Source passage:
..........

16 M.J. 1003 | United States Court of Military Appeals | 1983
Lead Opinion
OPINION OF THE COURT
Appellant was convicted by a special court-martial with members of four specifications of larceny. On appeal he challenges the admissibility of photographs taken by a bank’s Automated Teller Machine (ATM). He also contests the propriety of his photographic identification by his roommate. We affirm, holding that such photographs are admissible under Military Rule of Evidence 901(a) and that the photographic identification did not improperly invade the province of the fact finders.
The evidence at trial showed that on 28, 29, 30 and 31 December 1981, the appellant appeared before the First Citizens Bank ATM located at the bank’s 82d Airborne Division branch office and withdrew $100.00 on each date from the account of his roommate, Private Kirk Southwell. He accomplished this by using Southwell’s “bank card” and by entering Southwell’s four-digit “personal identification number.” When the appellant inserted the “bank card” into the ATM, his photograph was taken and the month, day, and time was recorded. When the appellant withdrew the $100.00, his photograph was again taken and the machine number and transaction number were recorded. For each date, a Terminal Settlement Report (TSR) was produced which listed the ATM machine number, each transaction number; the date and time of each transaction, the account number of the account with respect to which a transaction was conducted, and the amount of money deposited, withdrawn or transferred.

..........

Tasks for this exercise:
1. Translate this sentence from the court opinion into Spanish: "He also contests the propriety of his photographic identification by his roommate."
2. Quote everything in the court opinion from "16 M.J. 1003" down to "the fact finders.".

..........

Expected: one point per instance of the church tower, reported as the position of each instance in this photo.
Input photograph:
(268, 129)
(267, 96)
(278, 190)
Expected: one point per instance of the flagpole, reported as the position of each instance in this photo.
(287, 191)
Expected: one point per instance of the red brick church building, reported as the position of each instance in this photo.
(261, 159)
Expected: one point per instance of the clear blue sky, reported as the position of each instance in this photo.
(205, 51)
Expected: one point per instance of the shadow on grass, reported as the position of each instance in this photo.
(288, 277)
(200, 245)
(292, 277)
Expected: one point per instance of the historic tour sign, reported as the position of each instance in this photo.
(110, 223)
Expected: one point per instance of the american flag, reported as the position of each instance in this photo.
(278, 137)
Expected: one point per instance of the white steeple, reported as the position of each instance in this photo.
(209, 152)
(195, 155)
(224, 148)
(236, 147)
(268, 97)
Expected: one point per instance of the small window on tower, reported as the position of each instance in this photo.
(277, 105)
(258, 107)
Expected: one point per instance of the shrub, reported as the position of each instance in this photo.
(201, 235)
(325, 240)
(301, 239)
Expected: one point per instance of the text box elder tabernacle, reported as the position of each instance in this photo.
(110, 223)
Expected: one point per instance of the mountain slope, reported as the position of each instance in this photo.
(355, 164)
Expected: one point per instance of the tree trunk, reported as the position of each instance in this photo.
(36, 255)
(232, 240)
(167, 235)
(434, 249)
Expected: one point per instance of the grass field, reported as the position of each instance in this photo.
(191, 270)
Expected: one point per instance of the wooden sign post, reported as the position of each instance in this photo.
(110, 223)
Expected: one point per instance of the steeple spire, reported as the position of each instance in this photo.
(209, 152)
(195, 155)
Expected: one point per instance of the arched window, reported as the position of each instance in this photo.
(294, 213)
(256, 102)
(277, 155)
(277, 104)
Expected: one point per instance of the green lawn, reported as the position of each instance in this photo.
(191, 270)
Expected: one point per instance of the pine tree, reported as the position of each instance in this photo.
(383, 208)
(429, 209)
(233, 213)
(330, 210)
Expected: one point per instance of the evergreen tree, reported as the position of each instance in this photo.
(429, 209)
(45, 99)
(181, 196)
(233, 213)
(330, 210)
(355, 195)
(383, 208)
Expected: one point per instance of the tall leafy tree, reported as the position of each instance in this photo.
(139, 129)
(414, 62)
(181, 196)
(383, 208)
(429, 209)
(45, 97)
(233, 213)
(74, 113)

..........

Solutions below:
1. También impugna la procedencia de su identificación fotográfica por parte de su compañero de cuarto.

2.
16 M.J. 1003 | United States Court of Military Appeals | 1983
Lead Opinion
OPINION OF THE COURT
Appellant was convicted by a special court-martial with members of four specifications of larceny. On appeal he challenges the admissibility of photographs taken by a bank’s Automated Teller Machine (ATM). He also contests the propriety of his photographic identification by his roommate. We affirm, holding that such photographs are admissible under Military Rule of Evidence 901(a) and that the photographic identification did not improperly invade the province of the fact finders.